■ Exercise description
Copy the material below verbatim, only the stretch from the line containing "the cow's neck?" through the line containing "x=177 y=367", both lines included.

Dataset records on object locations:
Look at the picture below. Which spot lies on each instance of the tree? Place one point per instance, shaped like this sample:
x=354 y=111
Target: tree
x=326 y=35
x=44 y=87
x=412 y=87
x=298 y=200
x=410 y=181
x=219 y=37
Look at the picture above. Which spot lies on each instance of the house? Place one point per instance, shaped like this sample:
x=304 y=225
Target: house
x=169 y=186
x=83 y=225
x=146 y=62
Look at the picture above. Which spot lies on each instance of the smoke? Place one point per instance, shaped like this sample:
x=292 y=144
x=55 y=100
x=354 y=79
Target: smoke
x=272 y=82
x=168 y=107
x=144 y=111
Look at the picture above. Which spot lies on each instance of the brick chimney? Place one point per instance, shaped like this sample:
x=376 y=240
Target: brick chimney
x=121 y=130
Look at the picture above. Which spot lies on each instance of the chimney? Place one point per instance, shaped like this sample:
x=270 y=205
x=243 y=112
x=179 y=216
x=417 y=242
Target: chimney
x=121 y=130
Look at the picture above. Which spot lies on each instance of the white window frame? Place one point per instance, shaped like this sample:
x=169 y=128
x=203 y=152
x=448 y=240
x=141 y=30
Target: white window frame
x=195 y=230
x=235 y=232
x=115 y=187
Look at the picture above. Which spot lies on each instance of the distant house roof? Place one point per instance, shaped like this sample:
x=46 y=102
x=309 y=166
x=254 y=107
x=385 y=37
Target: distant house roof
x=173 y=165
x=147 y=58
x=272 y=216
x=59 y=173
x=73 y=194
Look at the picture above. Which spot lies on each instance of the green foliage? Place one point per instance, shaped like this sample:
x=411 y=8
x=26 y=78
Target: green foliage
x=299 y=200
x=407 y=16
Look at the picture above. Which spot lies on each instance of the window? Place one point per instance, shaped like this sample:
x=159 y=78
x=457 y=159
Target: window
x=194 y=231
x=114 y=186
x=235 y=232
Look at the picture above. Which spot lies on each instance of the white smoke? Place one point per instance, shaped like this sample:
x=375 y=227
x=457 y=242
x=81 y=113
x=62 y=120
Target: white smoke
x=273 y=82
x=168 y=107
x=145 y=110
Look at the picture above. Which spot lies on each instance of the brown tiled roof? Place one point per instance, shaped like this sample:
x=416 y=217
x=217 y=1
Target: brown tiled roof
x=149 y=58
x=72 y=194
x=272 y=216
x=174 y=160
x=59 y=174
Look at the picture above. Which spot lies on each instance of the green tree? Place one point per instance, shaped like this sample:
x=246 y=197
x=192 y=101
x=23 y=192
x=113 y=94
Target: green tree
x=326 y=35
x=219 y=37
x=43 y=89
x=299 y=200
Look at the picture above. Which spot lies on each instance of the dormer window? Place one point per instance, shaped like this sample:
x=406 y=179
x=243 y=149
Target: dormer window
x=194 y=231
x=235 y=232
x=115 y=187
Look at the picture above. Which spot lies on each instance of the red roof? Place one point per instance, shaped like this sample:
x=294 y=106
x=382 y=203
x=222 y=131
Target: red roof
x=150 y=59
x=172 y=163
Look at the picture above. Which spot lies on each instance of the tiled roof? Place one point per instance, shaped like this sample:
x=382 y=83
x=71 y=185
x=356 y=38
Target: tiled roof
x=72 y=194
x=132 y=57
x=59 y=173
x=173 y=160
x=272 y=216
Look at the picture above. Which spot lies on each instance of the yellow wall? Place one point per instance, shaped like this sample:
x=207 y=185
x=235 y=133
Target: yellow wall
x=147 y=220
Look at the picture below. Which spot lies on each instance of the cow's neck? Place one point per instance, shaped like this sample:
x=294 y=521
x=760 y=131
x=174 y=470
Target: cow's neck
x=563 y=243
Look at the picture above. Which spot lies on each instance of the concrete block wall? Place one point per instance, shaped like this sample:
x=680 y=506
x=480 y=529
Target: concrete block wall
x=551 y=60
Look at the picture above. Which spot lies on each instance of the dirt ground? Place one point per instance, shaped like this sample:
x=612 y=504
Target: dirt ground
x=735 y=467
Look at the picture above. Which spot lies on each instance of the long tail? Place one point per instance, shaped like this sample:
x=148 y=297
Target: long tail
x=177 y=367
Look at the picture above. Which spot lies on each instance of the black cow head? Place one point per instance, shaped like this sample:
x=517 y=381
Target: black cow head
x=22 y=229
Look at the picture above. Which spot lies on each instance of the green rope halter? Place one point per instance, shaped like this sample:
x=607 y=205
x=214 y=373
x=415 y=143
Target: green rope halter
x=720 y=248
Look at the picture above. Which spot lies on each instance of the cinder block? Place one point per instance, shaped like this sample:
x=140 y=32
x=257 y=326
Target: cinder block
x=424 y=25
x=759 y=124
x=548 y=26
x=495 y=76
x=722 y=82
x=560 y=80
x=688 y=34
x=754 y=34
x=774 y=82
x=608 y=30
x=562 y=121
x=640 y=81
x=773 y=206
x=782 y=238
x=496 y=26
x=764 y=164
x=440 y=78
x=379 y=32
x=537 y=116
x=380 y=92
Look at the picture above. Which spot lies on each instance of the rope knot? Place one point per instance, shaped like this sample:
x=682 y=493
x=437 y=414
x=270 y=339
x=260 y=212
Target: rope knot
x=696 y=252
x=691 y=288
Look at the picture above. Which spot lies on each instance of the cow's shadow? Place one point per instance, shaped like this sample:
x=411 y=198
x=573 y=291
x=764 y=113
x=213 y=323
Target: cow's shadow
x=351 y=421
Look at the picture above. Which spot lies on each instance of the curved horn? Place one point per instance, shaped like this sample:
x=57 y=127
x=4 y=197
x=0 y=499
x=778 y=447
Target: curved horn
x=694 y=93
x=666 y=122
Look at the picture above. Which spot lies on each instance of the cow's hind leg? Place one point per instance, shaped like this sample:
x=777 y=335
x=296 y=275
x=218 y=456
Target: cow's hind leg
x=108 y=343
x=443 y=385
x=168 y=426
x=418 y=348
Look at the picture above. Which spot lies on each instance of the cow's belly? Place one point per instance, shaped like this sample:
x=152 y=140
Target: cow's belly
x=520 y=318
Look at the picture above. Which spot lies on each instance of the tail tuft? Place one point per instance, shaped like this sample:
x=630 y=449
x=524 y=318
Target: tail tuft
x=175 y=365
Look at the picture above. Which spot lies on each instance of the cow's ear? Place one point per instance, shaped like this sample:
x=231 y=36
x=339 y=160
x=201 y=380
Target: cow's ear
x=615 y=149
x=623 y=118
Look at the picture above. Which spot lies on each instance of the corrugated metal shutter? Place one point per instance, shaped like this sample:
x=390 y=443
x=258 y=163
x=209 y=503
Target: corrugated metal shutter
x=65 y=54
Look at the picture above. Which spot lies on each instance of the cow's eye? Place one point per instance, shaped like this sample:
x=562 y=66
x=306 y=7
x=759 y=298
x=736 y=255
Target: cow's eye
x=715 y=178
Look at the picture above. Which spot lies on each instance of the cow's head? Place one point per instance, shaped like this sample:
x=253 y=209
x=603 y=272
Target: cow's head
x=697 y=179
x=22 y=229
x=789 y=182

■ Exercise answer
Look at the picture below. Which spot lies on each instance of the cow's neck? Place one point per instance, shaped like this sample:
x=294 y=521
x=760 y=131
x=174 y=470
Target: cow's neck
x=563 y=243
Look at the picture above. Which spot lies on each instance of the concrete block wall? Place one point per instance, shaped like this sample:
x=680 y=506
x=480 y=529
Target: concrete block wall
x=551 y=60
Look at the picture above. Which spot lies on each instance of the dirt ground? Place one point per instance, shaped like this sample:
x=612 y=504
Target: dirt ground
x=735 y=467
Look at the picture above. Which spot lies on each instance of the long tail? Place one point per instance, shaped like this sample:
x=148 y=297
Target: long tail
x=177 y=367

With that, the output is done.